Starting at the line that contains "target: red and white striped windsock" and stopping after the line that contains "POLYGON ((115 122, 110", rewrite the rows below as a JSON list of strings with one string per line. Skip blank lines and leave the pictures out.

--------------------------------------------------

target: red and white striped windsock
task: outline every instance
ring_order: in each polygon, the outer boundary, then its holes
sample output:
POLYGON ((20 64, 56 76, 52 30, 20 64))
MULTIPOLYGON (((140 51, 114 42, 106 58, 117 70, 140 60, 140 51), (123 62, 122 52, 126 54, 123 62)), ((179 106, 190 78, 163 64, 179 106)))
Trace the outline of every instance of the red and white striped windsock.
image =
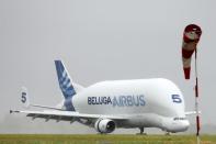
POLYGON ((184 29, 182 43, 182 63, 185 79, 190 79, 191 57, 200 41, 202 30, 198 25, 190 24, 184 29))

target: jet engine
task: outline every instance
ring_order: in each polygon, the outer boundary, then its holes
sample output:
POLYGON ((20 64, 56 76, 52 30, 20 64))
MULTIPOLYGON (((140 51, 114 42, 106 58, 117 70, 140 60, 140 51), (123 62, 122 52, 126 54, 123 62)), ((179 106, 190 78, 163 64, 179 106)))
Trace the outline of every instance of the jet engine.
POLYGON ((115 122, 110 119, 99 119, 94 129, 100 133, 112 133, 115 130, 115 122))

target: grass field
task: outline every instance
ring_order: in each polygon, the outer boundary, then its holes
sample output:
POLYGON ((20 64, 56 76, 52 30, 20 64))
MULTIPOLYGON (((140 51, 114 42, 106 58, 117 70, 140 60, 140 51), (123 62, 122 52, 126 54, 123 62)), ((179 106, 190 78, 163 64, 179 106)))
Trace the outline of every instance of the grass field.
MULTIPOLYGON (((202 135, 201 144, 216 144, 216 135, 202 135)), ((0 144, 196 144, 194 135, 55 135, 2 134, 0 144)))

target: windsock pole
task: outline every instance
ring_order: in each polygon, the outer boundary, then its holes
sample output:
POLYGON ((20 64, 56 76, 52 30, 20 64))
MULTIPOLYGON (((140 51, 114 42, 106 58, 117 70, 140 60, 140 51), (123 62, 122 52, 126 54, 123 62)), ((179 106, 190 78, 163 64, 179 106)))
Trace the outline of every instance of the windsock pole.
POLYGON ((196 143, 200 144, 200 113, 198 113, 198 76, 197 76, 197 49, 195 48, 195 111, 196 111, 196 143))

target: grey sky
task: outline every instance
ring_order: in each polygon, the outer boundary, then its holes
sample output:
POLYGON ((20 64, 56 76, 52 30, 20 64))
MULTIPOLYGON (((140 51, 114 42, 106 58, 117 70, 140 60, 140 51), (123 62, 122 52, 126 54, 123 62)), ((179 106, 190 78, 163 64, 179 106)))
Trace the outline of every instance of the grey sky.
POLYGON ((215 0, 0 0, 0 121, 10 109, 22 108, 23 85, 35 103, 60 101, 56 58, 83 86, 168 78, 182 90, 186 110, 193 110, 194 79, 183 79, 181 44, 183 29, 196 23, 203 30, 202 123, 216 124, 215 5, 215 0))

--------------------------------------------------

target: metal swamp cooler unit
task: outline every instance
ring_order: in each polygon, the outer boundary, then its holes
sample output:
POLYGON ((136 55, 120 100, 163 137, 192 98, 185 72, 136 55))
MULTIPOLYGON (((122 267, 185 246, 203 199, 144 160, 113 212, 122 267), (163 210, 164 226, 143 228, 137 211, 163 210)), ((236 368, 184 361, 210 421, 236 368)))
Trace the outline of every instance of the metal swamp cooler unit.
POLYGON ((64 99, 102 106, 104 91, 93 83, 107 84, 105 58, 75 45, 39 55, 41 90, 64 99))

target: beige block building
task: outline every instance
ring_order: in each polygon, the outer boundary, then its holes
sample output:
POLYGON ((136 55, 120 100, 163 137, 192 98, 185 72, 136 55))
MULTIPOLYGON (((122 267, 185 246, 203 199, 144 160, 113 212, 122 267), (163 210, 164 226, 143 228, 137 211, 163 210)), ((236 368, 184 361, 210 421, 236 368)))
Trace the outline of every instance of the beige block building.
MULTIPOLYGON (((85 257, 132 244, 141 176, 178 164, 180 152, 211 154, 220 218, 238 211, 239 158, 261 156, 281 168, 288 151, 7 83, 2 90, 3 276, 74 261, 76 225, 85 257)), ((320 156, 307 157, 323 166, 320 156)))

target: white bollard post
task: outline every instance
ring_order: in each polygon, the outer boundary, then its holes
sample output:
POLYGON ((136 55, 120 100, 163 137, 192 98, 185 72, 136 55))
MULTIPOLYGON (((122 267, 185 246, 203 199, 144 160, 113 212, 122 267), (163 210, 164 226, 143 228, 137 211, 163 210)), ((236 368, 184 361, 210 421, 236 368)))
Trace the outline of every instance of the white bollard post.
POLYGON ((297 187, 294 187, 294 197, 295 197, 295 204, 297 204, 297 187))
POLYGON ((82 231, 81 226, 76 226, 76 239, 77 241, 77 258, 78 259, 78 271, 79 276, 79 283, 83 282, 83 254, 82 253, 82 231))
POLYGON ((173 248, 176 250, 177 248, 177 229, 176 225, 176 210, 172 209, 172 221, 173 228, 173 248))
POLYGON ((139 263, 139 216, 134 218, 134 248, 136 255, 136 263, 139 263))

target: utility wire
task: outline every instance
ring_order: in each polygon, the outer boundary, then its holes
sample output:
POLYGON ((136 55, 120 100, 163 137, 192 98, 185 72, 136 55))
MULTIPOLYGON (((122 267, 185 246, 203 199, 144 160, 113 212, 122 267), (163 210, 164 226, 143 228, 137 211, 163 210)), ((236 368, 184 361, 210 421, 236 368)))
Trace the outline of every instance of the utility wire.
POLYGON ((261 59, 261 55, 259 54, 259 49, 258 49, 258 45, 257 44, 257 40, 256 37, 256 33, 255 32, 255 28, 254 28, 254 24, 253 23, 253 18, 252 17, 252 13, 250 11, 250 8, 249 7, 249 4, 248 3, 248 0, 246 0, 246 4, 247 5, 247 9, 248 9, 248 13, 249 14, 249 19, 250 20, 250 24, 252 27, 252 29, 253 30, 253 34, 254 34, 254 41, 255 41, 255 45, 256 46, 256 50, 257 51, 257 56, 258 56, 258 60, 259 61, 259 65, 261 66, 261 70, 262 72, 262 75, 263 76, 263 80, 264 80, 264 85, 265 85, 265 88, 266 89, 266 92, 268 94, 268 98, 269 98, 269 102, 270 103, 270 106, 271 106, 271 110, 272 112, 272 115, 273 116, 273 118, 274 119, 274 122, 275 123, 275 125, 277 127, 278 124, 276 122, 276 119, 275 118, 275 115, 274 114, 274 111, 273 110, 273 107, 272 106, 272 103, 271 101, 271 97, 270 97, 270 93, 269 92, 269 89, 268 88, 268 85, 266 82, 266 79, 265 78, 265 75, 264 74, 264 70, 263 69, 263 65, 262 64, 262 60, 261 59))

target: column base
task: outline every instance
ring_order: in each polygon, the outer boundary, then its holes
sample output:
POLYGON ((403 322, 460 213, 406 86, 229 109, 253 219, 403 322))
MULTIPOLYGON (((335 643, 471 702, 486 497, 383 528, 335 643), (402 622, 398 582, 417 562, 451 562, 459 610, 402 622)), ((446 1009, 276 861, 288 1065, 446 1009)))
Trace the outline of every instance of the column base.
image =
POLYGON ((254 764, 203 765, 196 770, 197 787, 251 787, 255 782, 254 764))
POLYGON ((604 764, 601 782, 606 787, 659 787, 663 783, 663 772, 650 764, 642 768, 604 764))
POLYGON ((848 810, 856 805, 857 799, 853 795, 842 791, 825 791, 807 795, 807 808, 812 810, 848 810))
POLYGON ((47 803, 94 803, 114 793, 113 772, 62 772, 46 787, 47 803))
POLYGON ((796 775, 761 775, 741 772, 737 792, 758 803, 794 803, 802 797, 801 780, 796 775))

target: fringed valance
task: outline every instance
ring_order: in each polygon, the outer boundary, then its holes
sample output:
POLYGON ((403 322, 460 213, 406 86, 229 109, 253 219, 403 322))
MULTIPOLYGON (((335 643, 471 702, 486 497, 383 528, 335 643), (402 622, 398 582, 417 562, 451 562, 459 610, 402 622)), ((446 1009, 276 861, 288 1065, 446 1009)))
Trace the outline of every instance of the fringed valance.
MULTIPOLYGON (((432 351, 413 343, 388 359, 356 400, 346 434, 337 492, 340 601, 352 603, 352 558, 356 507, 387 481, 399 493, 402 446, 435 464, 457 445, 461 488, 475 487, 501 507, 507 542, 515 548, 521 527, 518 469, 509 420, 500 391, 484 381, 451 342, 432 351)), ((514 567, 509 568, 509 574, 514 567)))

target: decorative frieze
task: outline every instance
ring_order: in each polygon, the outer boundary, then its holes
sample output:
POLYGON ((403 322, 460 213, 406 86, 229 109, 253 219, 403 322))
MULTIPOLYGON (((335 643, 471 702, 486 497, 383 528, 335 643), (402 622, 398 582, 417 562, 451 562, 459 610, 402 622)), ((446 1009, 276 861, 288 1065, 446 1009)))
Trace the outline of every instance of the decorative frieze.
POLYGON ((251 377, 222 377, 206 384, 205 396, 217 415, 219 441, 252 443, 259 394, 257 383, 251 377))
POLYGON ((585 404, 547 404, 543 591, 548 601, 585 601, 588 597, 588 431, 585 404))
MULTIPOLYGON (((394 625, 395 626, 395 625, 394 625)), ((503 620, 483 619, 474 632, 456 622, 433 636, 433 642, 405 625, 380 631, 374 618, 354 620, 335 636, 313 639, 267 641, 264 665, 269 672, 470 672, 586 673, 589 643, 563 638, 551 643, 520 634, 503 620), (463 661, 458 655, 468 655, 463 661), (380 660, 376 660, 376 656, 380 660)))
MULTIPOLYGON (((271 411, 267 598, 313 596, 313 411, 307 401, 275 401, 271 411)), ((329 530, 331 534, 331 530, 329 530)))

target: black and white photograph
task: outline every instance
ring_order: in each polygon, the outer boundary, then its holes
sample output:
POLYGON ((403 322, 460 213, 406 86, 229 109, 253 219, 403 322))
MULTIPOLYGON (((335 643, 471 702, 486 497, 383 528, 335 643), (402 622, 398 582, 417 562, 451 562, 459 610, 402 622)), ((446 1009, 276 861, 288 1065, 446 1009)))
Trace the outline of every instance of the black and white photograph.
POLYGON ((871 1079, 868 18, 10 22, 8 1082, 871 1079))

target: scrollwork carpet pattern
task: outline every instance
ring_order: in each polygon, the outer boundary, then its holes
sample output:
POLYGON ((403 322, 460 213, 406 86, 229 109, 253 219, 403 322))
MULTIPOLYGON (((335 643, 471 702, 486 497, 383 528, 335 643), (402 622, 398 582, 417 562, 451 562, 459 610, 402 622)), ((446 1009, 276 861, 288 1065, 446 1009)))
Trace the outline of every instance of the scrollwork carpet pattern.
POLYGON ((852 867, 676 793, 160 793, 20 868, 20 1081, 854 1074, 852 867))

--------------------------------------------------

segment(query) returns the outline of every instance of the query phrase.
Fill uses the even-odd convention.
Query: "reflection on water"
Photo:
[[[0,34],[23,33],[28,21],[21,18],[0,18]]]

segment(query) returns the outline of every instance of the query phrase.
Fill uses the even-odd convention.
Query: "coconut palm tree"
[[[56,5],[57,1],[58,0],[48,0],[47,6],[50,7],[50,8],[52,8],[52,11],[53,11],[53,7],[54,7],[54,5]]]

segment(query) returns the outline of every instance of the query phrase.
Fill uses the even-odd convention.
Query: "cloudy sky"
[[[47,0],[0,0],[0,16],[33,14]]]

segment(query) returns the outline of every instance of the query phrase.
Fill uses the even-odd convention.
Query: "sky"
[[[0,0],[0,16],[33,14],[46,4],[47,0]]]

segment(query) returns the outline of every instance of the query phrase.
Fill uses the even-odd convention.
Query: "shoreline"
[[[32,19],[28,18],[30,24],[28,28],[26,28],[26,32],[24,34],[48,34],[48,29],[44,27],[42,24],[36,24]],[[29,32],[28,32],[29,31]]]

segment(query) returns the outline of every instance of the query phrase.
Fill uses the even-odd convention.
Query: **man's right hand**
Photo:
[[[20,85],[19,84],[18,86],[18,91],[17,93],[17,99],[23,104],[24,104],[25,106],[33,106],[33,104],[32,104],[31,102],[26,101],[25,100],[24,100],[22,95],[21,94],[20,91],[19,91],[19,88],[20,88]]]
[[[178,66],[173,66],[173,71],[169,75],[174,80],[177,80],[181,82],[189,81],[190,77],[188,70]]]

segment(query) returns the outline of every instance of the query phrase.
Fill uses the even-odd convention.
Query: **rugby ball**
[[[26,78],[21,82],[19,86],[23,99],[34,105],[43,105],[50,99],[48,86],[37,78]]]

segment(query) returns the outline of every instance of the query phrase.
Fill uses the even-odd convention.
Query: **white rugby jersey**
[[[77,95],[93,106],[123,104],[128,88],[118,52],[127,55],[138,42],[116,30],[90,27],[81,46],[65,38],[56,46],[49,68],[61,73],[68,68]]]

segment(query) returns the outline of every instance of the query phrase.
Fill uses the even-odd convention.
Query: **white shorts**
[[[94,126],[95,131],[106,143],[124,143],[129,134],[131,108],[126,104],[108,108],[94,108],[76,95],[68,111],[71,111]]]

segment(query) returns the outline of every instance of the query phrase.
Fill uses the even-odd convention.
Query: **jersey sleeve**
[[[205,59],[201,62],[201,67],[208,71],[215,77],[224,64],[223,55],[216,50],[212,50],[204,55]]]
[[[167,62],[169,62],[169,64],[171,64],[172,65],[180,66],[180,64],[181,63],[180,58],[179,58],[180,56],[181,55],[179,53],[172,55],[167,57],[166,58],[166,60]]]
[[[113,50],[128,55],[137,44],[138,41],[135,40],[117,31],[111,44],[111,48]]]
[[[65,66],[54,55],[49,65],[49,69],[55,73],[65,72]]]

--------------------------------------------------

### The reply
[
  "target: red and white striped windsock",
  "task: outline every instance",
  "ring_order: in each polygon, the outer boundary, then its holes",
  "sample output:",
  "POLYGON ((20 64, 56 76, 52 30, 20 64))",
  "MULTIPOLYGON (((140 51, 114 42, 106 58, 117 70, 140 60, 140 51), (123 62, 122 52, 126 54, 123 62)), ((179 106, 190 78, 163 64, 179 106)))",
  "Trace the outline of every instance of the red and white striped windsock.",
  "image =",
  "POLYGON ((184 29, 182 43, 182 63, 185 79, 190 79, 191 57, 200 41, 202 30, 198 25, 190 24, 184 29))",
  "target: jet engine",
  "task: outline every instance",
  "ring_order: in each polygon, the outer boundary, then its holes",
  "sample output:",
  "POLYGON ((20 64, 56 76, 52 30, 20 64))",
  "MULTIPOLYGON (((140 51, 114 42, 106 58, 117 70, 140 60, 140 51), (123 62, 122 52, 126 54, 123 62)), ((179 106, 190 78, 163 64, 179 106)))",
  "Trace the outline of every instance of the jet engine.",
  "POLYGON ((115 122, 110 119, 99 119, 94 129, 100 133, 112 133, 115 130, 115 122))"
]